Start of The data

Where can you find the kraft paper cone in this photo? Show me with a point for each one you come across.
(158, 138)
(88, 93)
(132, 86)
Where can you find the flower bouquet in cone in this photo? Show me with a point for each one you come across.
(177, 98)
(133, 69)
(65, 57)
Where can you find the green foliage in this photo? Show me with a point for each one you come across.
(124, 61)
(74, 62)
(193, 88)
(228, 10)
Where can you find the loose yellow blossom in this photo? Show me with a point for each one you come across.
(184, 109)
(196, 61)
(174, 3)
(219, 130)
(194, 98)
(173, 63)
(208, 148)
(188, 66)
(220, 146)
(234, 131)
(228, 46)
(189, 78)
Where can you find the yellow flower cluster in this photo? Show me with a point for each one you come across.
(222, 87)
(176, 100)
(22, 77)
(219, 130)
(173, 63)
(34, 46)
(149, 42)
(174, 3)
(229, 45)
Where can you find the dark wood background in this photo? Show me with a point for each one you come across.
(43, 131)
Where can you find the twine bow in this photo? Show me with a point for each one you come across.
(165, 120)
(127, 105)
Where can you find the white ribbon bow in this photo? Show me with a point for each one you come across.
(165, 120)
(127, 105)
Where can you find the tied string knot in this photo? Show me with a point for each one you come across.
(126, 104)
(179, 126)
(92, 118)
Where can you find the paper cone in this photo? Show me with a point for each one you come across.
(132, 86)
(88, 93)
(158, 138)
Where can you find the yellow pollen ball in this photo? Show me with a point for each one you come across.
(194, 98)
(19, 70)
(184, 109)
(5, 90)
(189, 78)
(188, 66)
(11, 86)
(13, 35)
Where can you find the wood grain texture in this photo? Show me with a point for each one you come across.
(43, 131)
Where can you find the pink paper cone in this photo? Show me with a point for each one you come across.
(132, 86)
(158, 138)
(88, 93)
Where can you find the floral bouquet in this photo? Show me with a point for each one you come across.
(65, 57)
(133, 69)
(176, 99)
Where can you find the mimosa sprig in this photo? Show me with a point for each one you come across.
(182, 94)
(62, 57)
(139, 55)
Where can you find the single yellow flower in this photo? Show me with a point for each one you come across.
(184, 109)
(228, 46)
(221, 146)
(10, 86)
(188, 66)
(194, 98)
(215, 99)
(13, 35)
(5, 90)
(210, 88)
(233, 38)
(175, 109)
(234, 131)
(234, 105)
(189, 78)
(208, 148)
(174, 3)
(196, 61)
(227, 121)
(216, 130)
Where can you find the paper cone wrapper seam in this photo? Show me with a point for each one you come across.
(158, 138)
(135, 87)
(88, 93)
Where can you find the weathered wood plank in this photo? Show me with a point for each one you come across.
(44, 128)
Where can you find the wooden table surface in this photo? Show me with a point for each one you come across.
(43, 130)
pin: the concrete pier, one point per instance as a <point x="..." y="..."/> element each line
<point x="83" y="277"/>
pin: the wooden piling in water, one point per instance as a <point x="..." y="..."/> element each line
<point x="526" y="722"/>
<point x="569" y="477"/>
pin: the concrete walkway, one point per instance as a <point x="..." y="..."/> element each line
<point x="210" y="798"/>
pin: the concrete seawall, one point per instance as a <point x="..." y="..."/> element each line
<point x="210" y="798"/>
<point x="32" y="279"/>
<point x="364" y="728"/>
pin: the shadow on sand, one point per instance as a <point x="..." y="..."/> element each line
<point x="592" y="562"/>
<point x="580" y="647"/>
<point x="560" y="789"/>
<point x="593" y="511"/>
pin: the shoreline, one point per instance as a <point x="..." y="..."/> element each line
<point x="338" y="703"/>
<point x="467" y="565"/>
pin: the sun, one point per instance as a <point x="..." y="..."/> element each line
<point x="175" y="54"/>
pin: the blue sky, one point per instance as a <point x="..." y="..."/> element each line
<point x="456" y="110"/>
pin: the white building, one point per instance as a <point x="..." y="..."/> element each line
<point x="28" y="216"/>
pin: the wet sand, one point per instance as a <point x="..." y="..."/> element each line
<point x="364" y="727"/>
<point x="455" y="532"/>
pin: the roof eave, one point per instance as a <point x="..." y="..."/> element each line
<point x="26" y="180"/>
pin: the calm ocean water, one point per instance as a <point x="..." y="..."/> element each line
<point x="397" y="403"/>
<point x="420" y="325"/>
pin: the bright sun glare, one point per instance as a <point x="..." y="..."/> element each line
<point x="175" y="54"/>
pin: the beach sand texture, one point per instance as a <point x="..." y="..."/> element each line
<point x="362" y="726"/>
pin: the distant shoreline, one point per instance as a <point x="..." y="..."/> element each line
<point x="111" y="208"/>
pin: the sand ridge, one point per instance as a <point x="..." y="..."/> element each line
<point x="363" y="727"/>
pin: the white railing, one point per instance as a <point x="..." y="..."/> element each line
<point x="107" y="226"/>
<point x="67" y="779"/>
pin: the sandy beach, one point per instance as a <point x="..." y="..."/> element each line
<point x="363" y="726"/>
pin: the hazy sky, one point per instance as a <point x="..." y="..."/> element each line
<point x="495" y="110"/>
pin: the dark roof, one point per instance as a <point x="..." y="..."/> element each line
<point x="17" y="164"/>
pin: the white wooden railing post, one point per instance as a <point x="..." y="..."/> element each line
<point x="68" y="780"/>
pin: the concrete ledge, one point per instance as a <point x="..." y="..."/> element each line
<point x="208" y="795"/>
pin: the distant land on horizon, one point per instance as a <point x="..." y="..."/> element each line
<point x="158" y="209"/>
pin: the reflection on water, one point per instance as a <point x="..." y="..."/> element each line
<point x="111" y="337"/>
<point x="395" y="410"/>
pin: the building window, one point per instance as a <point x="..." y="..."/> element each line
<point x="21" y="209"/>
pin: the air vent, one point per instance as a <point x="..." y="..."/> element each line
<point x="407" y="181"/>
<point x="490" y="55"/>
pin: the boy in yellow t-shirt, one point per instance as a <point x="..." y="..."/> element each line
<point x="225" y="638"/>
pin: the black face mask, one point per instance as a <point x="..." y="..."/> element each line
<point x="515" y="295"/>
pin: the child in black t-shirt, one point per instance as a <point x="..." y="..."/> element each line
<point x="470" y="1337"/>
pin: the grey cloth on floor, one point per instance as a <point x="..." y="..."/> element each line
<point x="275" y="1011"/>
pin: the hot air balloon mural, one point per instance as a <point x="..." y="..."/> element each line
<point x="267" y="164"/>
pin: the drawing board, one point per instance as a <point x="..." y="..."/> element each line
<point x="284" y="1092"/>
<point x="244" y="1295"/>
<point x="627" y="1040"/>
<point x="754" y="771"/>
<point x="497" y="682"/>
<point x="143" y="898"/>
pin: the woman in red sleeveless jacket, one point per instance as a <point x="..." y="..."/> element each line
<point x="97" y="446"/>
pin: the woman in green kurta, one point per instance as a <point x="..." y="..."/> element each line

End of The data

Exercise requirements.
Print only the lines running from the one with "pin: the child" to the final line of the data above, each exactly as it appears.

Answer to the exercise.
pin: the child in black t-shirt, one point per instance as a <point x="..." y="..."/> element each line
<point x="470" y="1337"/>
pin: the grey cloth on floor, one point per instance as a <point x="..." y="..."/> element each line
<point x="275" y="1011"/>
pin: the hot air balloon mural, one point per instance as a <point x="..." y="..."/> element each line
<point x="267" y="164"/>
pin: the drawing board, one point per instance as a <point x="..." y="..."/> element each line
<point x="284" y="1092"/>
<point x="244" y="1295"/>
<point x="627" y="1040"/>
<point x="754" y="771"/>
<point x="497" y="682"/>
<point x="143" y="898"/>
pin: the woman in red sleeveless jacket, one point per instance as a <point x="..." y="..."/> element each line
<point x="97" y="446"/>
pin: the woman in green kurta, one point per instance as a <point x="..." y="..."/> element each line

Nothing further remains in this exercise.